*Supplied material:*
◆ ◆ ◆ ◆

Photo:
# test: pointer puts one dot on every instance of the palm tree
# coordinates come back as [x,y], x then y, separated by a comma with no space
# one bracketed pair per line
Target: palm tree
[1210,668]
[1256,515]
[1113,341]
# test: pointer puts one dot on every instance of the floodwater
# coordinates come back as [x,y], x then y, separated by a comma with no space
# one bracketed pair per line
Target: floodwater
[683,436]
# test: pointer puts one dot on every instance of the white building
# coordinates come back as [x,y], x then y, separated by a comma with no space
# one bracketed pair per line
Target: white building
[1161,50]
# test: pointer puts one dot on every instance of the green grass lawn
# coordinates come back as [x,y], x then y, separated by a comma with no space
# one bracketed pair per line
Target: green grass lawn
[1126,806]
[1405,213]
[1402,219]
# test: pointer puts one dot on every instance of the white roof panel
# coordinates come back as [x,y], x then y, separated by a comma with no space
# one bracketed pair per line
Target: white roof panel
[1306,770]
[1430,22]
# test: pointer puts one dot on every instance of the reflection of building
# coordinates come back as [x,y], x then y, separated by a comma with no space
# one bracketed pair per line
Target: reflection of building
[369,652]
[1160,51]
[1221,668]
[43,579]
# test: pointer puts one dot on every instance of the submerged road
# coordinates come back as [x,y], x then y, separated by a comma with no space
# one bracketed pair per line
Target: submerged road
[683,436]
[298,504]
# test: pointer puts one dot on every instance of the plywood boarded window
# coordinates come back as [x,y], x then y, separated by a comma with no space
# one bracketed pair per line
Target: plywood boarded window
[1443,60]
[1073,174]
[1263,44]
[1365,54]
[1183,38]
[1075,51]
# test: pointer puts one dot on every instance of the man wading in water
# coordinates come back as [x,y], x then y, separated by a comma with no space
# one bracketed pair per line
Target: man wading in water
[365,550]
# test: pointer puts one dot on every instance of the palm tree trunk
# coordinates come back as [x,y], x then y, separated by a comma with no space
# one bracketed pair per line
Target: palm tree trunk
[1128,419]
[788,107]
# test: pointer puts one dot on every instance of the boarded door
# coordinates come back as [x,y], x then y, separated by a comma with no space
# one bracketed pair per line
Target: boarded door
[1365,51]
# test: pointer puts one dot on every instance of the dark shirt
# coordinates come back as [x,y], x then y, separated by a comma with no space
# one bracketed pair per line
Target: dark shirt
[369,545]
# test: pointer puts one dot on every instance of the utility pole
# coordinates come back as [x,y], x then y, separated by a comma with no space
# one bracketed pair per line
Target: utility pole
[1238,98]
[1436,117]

◆ ◆ ◆ ◆

Each entry must be reproduced verbatim.

Photo:
# test: pointer puts one dot on every instance of the palm tree
# coordinates come back as [x,y], x then y, separated by a comma with no space
# one bracketed pair per line
Target: palm tree
[1210,668]
[1256,515]
[1113,341]
# test: pointer puts one dot on every instance of the floodwater
# coordinates come back as [x,y], x then y, separated by a comma with no space
# one bracketed pair per line
Target: floodwater
[683,436]
# test: pointer puts one dot on every instance of the white building
# coordinates come back as [x,y], x then y, separated by a comma with no space
# one bracketed pair per line
Target: white building
[1161,50]
# test: pointer puts one dot on every instance of the green grass lawn
# coordinates come back as [x,y], x then y, separated by a comma with no space
# one bracketed pair per line
Target: green grass lawn
[1126,806]
[1405,213]
[1402,219]
# test: pointer puts one dot on every instance of the white roof panel
# coordinates come back as [x,y], x then y, separated by a comma with no space
# one bracketed pair per line
Target: white roof panel
[1306,770]
[1430,22]
# test: pointer puts one dot on every instance of the reflection of building
# coordinates come back as [x,y], x then y, separated by a comma with no space
# one bracketed pair per line
Target: reflection of building
[369,652]
[1160,51]
[1221,668]
[43,579]
# test: pointer puts one dot on every instance of the submerged road
# coordinates come back as [x,y], x then y, separated by a comma with no space
# one bracketed pair per line
Target: submerged road
[683,436]
[298,504]
# test: pointer puts one dot on every instance of the plywood boarded window
# coordinates come back as [x,y], x then y, separated by a comma with no space
# one bracketed pair per line
Target: plywood boarded window
[1443,60]
[1073,174]
[1263,44]
[1365,54]
[1183,38]
[1075,51]
# test: pointer puts one dot on every instance of the man wading in water
# coordinates come back as [x,y], x then y, separated by a comma with no space
# one bracketed pair per line
Target: man wading in water
[365,550]
# test: pointer puts one dot on every instance of the palm tree trunk
# coordinates come back as [x,y], x then y, separated by a comma with no space
# one bracketed pair per line
Target: palm tree trunk
[1128,419]
[788,107]
# test: pointer puts one dot on every instance of the boarded door
# coordinates come back as [x,y], x then y, separated by a comma with no space
# one bracketed pair per line
Target: boarded door
[1365,51]
# test: pointer puts one dot on every instance of the dark shirt
# coordinates come back as [x,y], x then y, separated by a comma with no space
# one bracketed pair per line
Target: dark shirt
[369,545]
# test: pointer puts one dot on every instance of the utility pole
# coordinates come back as [x,y], x then y, separated by a comma with no space
# one bracketed pair per line
Target: utility pole
[1238,98]
[1436,117]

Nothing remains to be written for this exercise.